WRITTEN INSTRUCTION: Copy out the data below, substituting "mark" for every occurrence of "annotate" and keeping everything else identical.

>> Start EXERCISE INPUT

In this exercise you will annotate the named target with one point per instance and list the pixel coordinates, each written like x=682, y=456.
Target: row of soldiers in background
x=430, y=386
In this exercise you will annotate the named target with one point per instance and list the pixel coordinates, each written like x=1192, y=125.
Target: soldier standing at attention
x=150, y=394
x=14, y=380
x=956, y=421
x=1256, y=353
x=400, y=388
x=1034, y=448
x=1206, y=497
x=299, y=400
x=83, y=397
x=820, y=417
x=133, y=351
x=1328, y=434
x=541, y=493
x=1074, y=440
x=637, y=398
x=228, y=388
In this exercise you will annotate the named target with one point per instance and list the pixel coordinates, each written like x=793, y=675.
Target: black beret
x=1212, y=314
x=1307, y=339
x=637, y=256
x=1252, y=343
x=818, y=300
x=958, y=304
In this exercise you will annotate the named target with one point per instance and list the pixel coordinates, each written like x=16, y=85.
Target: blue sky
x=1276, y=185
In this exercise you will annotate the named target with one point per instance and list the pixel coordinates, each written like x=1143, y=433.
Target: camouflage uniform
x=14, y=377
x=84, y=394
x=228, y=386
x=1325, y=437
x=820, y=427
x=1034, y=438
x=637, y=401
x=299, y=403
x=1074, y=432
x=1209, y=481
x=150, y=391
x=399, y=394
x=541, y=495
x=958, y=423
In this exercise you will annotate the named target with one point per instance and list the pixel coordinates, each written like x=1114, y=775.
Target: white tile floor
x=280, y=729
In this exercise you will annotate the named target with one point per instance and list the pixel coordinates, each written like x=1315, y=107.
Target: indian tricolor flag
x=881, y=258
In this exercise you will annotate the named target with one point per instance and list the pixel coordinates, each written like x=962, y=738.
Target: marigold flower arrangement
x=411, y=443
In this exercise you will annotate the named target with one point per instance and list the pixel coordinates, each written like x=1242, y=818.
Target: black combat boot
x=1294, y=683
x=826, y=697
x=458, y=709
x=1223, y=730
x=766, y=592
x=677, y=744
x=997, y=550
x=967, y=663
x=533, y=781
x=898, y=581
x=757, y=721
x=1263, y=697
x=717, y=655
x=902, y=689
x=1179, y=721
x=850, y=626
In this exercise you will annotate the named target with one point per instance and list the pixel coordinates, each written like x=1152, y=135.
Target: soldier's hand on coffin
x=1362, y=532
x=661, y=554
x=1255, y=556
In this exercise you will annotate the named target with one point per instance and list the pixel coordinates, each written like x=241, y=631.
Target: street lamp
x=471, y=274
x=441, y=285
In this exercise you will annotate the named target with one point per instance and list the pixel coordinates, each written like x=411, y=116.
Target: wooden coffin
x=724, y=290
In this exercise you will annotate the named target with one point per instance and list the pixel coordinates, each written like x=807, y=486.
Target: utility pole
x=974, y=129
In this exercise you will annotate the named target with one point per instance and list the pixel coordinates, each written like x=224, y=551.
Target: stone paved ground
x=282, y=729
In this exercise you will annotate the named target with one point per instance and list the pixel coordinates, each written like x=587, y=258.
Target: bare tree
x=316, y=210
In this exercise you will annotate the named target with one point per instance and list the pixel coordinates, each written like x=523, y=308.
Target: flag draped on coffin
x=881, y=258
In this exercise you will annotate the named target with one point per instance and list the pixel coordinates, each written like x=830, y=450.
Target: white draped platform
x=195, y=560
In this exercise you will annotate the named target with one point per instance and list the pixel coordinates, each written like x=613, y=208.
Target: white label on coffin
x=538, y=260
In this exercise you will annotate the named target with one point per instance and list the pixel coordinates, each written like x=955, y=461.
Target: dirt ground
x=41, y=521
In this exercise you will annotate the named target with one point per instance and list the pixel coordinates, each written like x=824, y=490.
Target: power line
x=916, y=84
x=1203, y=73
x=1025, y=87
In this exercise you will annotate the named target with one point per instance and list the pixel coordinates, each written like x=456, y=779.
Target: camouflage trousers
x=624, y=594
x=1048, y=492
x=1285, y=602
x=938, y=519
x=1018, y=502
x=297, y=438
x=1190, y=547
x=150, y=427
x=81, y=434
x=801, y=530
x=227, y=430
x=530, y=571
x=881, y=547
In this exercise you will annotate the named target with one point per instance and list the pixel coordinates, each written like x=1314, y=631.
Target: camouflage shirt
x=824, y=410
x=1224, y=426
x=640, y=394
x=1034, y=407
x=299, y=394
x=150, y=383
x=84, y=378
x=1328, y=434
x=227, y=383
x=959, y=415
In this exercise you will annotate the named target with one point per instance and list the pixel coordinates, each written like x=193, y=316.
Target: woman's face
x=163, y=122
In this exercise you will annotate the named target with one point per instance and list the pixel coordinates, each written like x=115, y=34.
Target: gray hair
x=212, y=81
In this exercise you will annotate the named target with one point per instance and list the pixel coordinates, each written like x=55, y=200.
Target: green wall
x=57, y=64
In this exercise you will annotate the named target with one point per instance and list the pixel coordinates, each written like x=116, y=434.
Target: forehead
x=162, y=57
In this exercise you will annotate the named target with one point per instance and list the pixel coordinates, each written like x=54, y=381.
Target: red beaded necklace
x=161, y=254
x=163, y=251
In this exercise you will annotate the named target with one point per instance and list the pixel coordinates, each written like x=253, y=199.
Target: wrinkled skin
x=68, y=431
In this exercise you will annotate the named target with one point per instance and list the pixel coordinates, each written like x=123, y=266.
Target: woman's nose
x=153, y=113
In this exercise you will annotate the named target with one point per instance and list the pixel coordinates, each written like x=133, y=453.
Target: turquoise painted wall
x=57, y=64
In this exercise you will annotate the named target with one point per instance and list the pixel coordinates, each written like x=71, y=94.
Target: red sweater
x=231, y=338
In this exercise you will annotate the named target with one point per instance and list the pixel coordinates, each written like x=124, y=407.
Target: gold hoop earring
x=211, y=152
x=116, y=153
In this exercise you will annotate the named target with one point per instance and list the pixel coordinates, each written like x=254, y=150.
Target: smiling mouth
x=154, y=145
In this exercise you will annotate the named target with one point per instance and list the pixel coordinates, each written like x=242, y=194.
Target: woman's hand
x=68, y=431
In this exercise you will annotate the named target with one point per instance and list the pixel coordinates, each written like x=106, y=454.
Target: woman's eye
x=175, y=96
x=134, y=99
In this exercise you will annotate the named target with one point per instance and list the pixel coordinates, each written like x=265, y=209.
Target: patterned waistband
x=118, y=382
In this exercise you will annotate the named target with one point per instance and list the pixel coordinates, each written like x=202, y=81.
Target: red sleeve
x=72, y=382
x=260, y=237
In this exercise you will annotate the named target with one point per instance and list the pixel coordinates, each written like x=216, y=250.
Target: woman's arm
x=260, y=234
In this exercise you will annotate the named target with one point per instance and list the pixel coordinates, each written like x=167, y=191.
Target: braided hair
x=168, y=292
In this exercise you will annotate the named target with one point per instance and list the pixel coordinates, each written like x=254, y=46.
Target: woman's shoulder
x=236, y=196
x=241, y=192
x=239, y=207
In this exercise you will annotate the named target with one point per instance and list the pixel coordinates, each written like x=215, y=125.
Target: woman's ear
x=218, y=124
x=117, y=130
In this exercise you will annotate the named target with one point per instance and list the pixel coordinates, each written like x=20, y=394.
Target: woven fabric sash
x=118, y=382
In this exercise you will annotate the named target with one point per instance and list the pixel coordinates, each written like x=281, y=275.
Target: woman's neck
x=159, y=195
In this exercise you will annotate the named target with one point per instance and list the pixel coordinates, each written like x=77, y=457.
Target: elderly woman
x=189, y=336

>> End EXERCISE INPUT

TASK SOLUTION:
In this exercise you will mark the named target with one point per instance and list the pixel coordinates, each written like x=682, y=456.
Target: row of soldiers in background
x=430, y=386
In this exercise you will mark the named target with one point per instance and list the pixel coordinates, each written like x=1192, y=125.
Target: soldier standing at attention
x=150, y=394
x=14, y=380
x=956, y=421
x=1256, y=353
x=400, y=388
x=1034, y=448
x=1206, y=497
x=299, y=400
x=83, y=397
x=820, y=417
x=133, y=351
x=1328, y=434
x=541, y=493
x=1074, y=440
x=637, y=398
x=228, y=388
In this exercise you will mark the named target with one point per instance and list the pixel coordinates, each written like x=793, y=675.
Target: black beret
x=1212, y=314
x=1307, y=339
x=637, y=256
x=1252, y=343
x=818, y=300
x=958, y=304
In this exercise you will mark the named target with one point per instance and list the pixel coordinates, each written like x=16, y=85.
Target: blue sky
x=1276, y=185
In this exercise you will mark the named target with one point per instance and list the pixel coordinates, each written like x=1143, y=433.
Target: camouflage uniform
x=14, y=377
x=84, y=394
x=228, y=386
x=1325, y=437
x=820, y=427
x=1034, y=438
x=637, y=401
x=299, y=403
x=1074, y=432
x=1209, y=481
x=150, y=391
x=399, y=394
x=541, y=495
x=958, y=423
In this exercise you will mark the named target with one point per instance and list the pixel coordinates, each written like x=1114, y=775.
Target: white tile floor
x=280, y=729
In this exercise you will mark the named target with one point per instance and list the pixel coordinates, each written like x=1315, y=107.
Target: indian tricolor flag
x=881, y=258
In this exercise you will mark the named target with one point per instance and list the pixel coordinates, each written like x=962, y=738.
Target: marigold flower arrangement
x=411, y=443
In this exercise you will mark the named target with one point per instance and list the pixel coordinates, each written like x=1242, y=818.
Target: black combat boot
x=1294, y=683
x=826, y=697
x=458, y=709
x=1223, y=730
x=766, y=592
x=677, y=744
x=997, y=550
x=967, y=663
x=533, y=781
x=898, y=581
x=757, y=721
x=1263, y=697
x=717, y=655
x=902, y=689
x=1179, y=721
x=850, y=626
In this exercise you will mark the named target with one point per instance and list the pixel coordinates, each written like x=1152, y=135.
Target: soldier's hand on coffin
x=1362, y=532
x=661, y=554
x=1255, y=556
In this exercise you will mark the named target with one point per instance and list the pixel coordinates, each written like x=241, y=631.
Target: street lamp
x=471, y=274
x=441, y=285
In this exercise you will mark the named target with one point per instance and list the pixel coordinates, each written like x=411, y=116.
Target: wooden coffin
x=724, y=290
In this exercise you will mark the named target with one point per instance and list the pixel coordinates, each written like x=807, y=486.
Target: utility pole
x=974, y=129
In this exercise you will mark the named target with one point per instance and list the pixel coordinates, each written like x=224, y=551.
Target: stone paved ground
x=282, y=729
In this exercise you will mark the named target with one point per instance and list the pixel coordinates, each written like x=587, y=258.
Target: bare tree
x=316, y=210
In this exercise you will mark the named target with one point per instance and list the pixel coordinates, each written like x=523, y=308.
Target: flag draped on coffin
x=881, y=258
In this exercise you will mark the named target with one point per instance and list the pixel coordinates, each written like x=830, y=450.
Target: white draped platform
x=195, y=560
In this exercise you will mark the named target with one point per instance and list the pixel coordinates, each written like x=613, y=208.
Target: white label on coffin
x=538, y=260
In this exercise you will mark the named target with one point per instance and list the pixel coordinates, each written like x=955, y=461.
Target: dirt ground
x=41, y=521
In this exercise you will mark the named target with one point per instance and list the pixel coordinates, each written like x=824, y=490.
Target: power line
x=916, y=84
x=1203, y=73
x=1025, y=87
In this exercise you will mark the named target with one point per instance and list the pixel coordinates, each written like x=456, y=779.
Target: camouflage trousers
x=624, y=594
x=1048, y=492
x=1285, y=602
x=938, y=519
x=1018, y=502
x=297, y=438
x=1190, y=547
x=150, y=427
x=81, y=434
x=801, y=530
x=227, y=430
x=530, y=571
x=881, y=547
In this exercise you will mark the named target with one point per instance and list the pixel coordinates, each written like x=1314, y=631.
Target: camouflage shirt
x=824, y=410
x=1224, y=426
x=640, y=394
x=1034, y=407
x=299, y=394
x=150, y=383
x=84, y=378
x=1328, y=434
x=227, y=383
x=959, y=415
In this exercise you will mark the named target with one point per instance and list the pixel coordinates, each written like x=193, y=316.
Target: woman's face
x=163, y=122
In this exercise you will mark the named target with one point per instance and list the pixel coordinates, each written like x=115, y=34.
Target: gray hair
x=212, y=81
In this exercise you will mark the named target with one point per instance and list the pixel coordinates, each written like x=55, y=200.
Target: green wall
x=57, y=64
In this exercise you will mark the named target with one point per instance and list the pixel coordinates, each written like x=116, y=434.
Target: forehead
x=162, y=57
In this exercise you will mark the named target with one point per instance and list the pixel coordinates, each written like x=54, y=381.
Target: red beaded necklace
x=161, y=254
x=163, y=251
In this exercise you will mark the named target with one point per instance and list the pixel coordinates, each written like x=253, y=199.
Target: wrinkled skin
x=68, y=431
In this exercise you will mark the named target with one point per instance and list the pixel coordinates, each written like x=123, y=266.
Target: woman's nose
x=153, y=113
In this exercise you will mark the named target with one point per instance and list the pixel coordinates, each written like x=133, y=453.
Target: turquoise painted wall
x=57, y=64
In this exercise you will mark the named target with one point per instance and list the pixel coordinates, each written like x=71, y=94.
Target: red sweater
x=231, y=338
In this exercise you will mark the named target with one point per instance and list the pixel coordinates, each written like x=124, y=407.
Target: gold hoop earring
x=211, y=152
x=116, y=153
In this exercise you will mark the named target with one point per instance and list the pixel coordinates, each written like x=254, y=150.
Target: smiling mouth
x=154, y=145
In this exercise you will mark the named target with one point per instance and list the pixel coordinates, each written like x=242, y=194.
Target: woman's hand
x=68, y=431
In this exercise you will mark the named target with one point per instance and list the pixel coordinates, each written like x=106, y=454.
Target: woman's eye
x=175, y=96
x=134, y=99
In this exercise you will mark the named target with one point per instance and list the pixel coordinates, each written like x=265, y=209.
Target: patterned waistband
x=118, y=382
In this exercise you will mark the named target with one point per instance and list the pixel coordinates, each written like x=202, y=81.
Target: red sleeve
x=72, y=382
x=260, y=237
In this exercise you will mark the named target with one point per instance and list the pixel coordinates, each written like x=216, y=250.
Target: woman's arm
x=260, y=234
In this exercise you will mark the named target with one point per instance and list the pixel coordinates, each written like x=167, y=191.
Target: braided hair
x=168, y=292
In this exercise you will mark the named target with one point per instance and list the pixel coordinates, each written like x=254, y=46.
Target: woman's shoulder
x=236, y=196
x=241, y=192
x=239, y=207
In this exercise you will mark the named target with one point per instance and list the pixel coordinates, each written like x=215, y=125.
Target: woman's ear
x=218, y=124
x=117, y=130
In this exercise you will mark the named target with one point per instance and list the pixel coordinates, each written like x=20, y=394.
Target: woven fabric sash
x=118, y=382
In this exercise you will mark the named target with one point per instance and list the pixel coordinates, each written like x=281, y=275.
Target: woman's neck
x=159, y=195
In this exercise you will mark the named target with one point per instance and list the pixel coordinates, each written like x=77, y=457.
Target: elderly woman
x=189, y=336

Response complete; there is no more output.